-- What you need to do --
1 – In the notebook code explanation below, list every symbol that appears directly before an opening square bracket in the code.
2 – According to the notebook code explanation below, what two arguments does Module accept?
3 – Extend the notebook code explanation below past its final sentence.
Text section START
First, a carriage return does not act as a delimiter between the different statements. Well, that is mostly true. In the notebook environment, it can be interpreted as a delimiter, but within the body of a function, it is not. In other words, within a single cell

someThing
someThingElse

are considered separate statements. But,

(someThing
someThingElse)

is interpreted as

Times[someThing, someThingElse]

because the parentheses force the notebook interface (the Front End or FE for short) to interpret is a compound statement. So, you need to use a semi-colon, ;, to separate the statements, e.g.

(someThing;
someThingElse)

which is interpreted as

CompoundExpression[someThing, someThingElse]

Second, you use the variable a, but as written it should be local to the function, so we can scope it using Module, e.g.

HomemadeDivisors[x_] :=
 Module[{a = {1}},
  Do[If[x/i == Quotient[x, i], a = Join[a, {i}]], {i, 2, x}]; 
  a
 ]

You will note that I used a comma to separate {a = {1}} from the rest, that is because Module accepts two arguments: the first being the scoped list and the second being the body to execute. This is where the semi-colon comes into play as it is transformed into a single CompoundExpression that can serve as the second argument to Module. Also, I fixed the second argument to Join as it takes lists.
Text section END
Dataset extract START
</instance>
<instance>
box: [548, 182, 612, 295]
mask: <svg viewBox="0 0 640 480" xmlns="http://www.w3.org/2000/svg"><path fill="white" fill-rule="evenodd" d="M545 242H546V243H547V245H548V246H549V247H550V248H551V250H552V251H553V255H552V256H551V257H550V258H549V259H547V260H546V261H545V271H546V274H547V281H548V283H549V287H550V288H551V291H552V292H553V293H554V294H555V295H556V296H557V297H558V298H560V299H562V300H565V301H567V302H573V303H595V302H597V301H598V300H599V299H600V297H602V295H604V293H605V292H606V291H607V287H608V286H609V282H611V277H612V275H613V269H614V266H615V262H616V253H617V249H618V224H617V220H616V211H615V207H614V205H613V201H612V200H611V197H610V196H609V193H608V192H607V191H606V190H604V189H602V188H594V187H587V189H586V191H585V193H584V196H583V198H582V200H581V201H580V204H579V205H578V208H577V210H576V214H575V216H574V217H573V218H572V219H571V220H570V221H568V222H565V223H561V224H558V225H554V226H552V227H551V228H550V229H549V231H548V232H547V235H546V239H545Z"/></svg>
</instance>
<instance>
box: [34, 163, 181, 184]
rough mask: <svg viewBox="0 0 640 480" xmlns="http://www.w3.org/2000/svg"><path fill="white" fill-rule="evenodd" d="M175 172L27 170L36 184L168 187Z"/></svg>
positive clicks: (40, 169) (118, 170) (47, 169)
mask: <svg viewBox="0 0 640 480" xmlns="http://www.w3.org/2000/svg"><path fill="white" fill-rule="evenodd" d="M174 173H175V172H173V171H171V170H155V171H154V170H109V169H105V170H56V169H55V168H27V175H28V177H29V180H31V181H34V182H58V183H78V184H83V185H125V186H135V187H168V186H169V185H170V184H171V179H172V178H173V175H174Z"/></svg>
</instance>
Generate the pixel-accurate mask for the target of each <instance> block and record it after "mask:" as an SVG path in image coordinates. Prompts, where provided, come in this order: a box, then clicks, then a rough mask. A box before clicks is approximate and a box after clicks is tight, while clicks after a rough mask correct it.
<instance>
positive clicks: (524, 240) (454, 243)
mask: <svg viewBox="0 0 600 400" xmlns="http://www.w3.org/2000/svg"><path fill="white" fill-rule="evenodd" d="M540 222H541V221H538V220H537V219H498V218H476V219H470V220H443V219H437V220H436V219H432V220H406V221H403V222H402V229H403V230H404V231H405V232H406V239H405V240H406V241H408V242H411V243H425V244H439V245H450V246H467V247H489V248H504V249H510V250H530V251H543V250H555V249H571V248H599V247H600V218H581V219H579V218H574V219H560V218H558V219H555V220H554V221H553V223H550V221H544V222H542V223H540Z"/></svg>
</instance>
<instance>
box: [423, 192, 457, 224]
Dataset extract END
-- Exercise responses --
1 – Times, CompoundExpression, HomemadeDivisors, Module, Do, If, Quotient, Join

2 – The scoped list and the body to execute.

3 –
Third, Return is a peculiar function and not necessary here. The example given in the documentation is to perform an early return from the function, but there are cases where that is not effective. It is not needed here because the result of body is the return value of Module because every function has a return value, including CompoundExpression which returns the result of the last expression in it. Note: Do, For, and While return Null, so other mechanisms must be used to get results out of them, like you did in updating a or using Return. For the most part, there are other functions that perform the same tasks as Do, For, and While, like Table, Array, Nest, etc., but have better return values. They do have their uses, though.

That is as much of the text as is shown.